(DATASET RECORDS Opens)
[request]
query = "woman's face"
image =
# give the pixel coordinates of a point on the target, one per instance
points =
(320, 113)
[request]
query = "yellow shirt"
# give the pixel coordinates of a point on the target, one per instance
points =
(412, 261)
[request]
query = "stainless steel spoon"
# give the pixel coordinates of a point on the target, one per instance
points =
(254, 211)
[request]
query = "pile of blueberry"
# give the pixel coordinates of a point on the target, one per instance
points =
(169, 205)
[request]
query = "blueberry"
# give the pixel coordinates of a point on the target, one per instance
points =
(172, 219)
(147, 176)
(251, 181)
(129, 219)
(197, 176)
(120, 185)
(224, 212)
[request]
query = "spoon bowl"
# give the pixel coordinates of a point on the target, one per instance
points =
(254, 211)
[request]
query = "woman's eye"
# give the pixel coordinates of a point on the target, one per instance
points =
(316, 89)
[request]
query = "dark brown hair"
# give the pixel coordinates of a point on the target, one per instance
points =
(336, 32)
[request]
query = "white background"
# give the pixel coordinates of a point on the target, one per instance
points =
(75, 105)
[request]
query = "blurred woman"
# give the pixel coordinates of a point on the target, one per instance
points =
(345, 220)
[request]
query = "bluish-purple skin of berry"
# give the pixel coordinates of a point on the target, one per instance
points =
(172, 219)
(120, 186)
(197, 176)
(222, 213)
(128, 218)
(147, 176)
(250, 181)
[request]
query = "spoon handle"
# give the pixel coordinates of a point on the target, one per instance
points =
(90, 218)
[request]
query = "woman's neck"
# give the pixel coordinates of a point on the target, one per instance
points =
(DATASET RECORDS Closes)
> [PROBLEM STATEMENT]
Please copy each entry. Leave nothing out.

> [RESULT BELOW]
[request]
query = "woman's face"
image =
# give the pixel coordinates of a point on the target, one per instance
points =
(320, 113)
[request]
query = "yellow shirt"
# give the pixel coordinates of a point on the target, one per instance
points =
(412, 261)
[request]
query = "stainless steel spoon"
# give the pixel coordinates of a point on the target, one per instance
points =
(254, 211)
[request]
query = "pile of blueberry"
# give the pixel coordinates of a point on the target, one per instance
points =
(169, 205)
[request]
query = "blueberry"
# give the pixel coordinates of a point on the target, one per instance
points =
(172, 219)
(147, 176)
(251, 181)
(129, 219)
(197, 176)
(120, 185)
(224, 212)
[request]
query = "spoon bowl"
# give the pixel coordinates of a point on the target, one per instance
points =
(254, 211)
[request]
query = "woman's eye"
# give the pixel coordinates of a point on the target, one per instance
points =
(316, 89)
[request]
query = "dark brown hair"
# give the pixel coordinates of a point on the target, one per instance
points =
(336, 32)
[request]
query = "white background"
# give the pixel coordinates of a point on the target, one per instance
points =
(75, 105)
[request]
query = "blurred woman"
# give the pixel coordinates of a point on the target, one per instance
points =
(345, 220)
[request]
query = "bluish-purple skin of berry"
# give the pixel coordinates of a point on the target, one per instance
points =
(172, 219)
(120, 186)
(197, 176)
(222, 213)
(128, 218)
(147, 176)
(250, 181)
[request]
query = "spoon handle"
# give the pixel coordinates of a point on the target, one per instance
points =
(90, 218)
[request]
query = "woman's neck"
# give the pixel coordinates of a point on the target, one per instance
points =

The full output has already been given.